- INSTRUCTION -
Exactly as written, print each record in the listing.

- DATA TO USE -
--- --- ---
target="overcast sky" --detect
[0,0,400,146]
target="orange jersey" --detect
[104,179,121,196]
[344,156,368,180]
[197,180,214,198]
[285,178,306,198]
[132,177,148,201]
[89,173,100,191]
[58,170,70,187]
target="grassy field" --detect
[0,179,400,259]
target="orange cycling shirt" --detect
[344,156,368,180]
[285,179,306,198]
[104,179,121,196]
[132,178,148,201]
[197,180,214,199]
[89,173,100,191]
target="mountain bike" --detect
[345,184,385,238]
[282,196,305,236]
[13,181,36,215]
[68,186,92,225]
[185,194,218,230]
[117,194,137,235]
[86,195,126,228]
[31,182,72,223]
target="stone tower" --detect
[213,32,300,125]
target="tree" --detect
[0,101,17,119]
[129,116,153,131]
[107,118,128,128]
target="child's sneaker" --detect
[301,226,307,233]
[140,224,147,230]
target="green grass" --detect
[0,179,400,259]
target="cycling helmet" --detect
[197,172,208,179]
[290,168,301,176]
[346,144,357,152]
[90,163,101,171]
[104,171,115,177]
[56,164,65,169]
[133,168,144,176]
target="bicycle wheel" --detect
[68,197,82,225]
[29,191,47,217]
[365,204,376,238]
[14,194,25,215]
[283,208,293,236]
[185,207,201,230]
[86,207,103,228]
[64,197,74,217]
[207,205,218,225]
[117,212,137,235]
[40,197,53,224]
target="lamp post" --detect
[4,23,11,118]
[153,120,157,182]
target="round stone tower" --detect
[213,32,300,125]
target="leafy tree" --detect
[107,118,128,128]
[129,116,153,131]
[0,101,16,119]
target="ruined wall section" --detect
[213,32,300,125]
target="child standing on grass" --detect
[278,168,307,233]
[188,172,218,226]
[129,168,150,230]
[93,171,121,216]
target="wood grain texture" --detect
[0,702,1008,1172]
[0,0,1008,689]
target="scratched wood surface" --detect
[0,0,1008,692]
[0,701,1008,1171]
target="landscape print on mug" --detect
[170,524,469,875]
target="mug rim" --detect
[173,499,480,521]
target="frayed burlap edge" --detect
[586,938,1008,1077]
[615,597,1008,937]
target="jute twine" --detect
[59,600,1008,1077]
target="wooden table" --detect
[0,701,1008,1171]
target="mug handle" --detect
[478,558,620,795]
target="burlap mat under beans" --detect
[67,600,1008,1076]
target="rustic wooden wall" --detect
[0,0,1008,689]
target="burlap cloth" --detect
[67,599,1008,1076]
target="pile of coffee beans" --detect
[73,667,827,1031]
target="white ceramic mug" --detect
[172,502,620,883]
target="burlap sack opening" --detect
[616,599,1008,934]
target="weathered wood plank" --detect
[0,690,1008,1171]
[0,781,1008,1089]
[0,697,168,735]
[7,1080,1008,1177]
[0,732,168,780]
--- --- ---
- SOLUTION FOR THIS PROBLEM -
target="overcast sky" --detect
[0,0,400,146]
target="orange jersey" --detect
[104,179,121,196]
[344,156,368,180]
[197,180,214,198]
[285,178,306,198]
[132,177,148,201]
[89,173,100,191]
[58,170,70,187]
target="grassy field" --detect
[0,179,400,259]
target="orange cycling shirt" --detect
[344,156,368,180]
[285,179,306,198]
[104,179,121,196]
[132,178,148,201]
[197,180,214,199]
[89,173,100,191]
target="mountain bike" --detect
[345,184,385,238]
[282,196,305,236]
[13,181,36,215]
[68,186,92,225]
[185,194,218,230]
[117,194,137,235]
[86,195,126,228]
[31,182,72,223]
target="stone tower" --detect
[213,32,300,125]
target="tree" --detect
[0,101,17,119]
[129,116,153,131]
[107,118,128,128]
target="child's sneaker" --detect
[301,226,307,233]
[140,224,147,230]
target="green grass" --detect
[0,179,400,259]
target="cycling helmet" --detect
[197,172,208,179]
[290,168,301,176]
[346,144,357,152]
[90,163,101,171]
[104,171,115,177]
[56,164,65,169]
[133,168,144,176]
target="bicycle wheel" --detect
[68,197,82,225]
[29,191,47,217]
[365,204,376,238]
[14,194,25,215]
[283,208,293,236]
[185,207,201,230]
[86,207,103,228]
[64,197,74,217]
[207,205,218,225]
[117,212,137,235]
[40,197,53,224]
target="lamp post" --detect
[4,23,11,118]
[153,120,157,182]
target="round stone tower" --detect
[213,32,300,125]
target="leafy tree" --detect
[107,118,128,128]
[129,116,153,131]
[0,101,16,119]
target="ruined wall section" --detect
[213,32,300,125]
target="child standing on grass" --detect
[278,168,307,233]
[188,172,218,226]
[129,168,150,230]
[93,171,121,216]
target="wood grain texture" --detect
[0,702,1008,1172]
[0,0,1008,689]
target="scratched wood surface" --detect
[0,0,1008,692]
[0,701,1008,1171]
target="landscape print on mug" --detect
[170,524,469,875]
target="mug rim" --detect
[173,499,480,521]
target="frayed burlap edge" --detect
[586,938,1008,1077]
[615,597,1008,937]
target="jute twine" --detect
[59,600,1008,1077]
target="wooden table" --detect
[0,701,1008,1171]
target="mug handle" --detect
[478,558,620,795]
target="burlap mat under beans" --detect
[67,600,1008,1076]
target="rustic wooden wall" --detect
[0,0,1008,689]
target="burlap cloth" --detect
[67,599,1008,1076]
target="pile of coffee beans" --detect
[73,667,827,1031]
target="white ceramic mug" --detect
[172,502,620,883]
target="burlap sack opening" --detect
[616,599,1008,934]
target="weathered wood plank" --detect
[0,690,1008,1171]
[0,781,1008,1089]
[0,697,168,735]
[7,1080,1008,1177]
[0,732,168,780]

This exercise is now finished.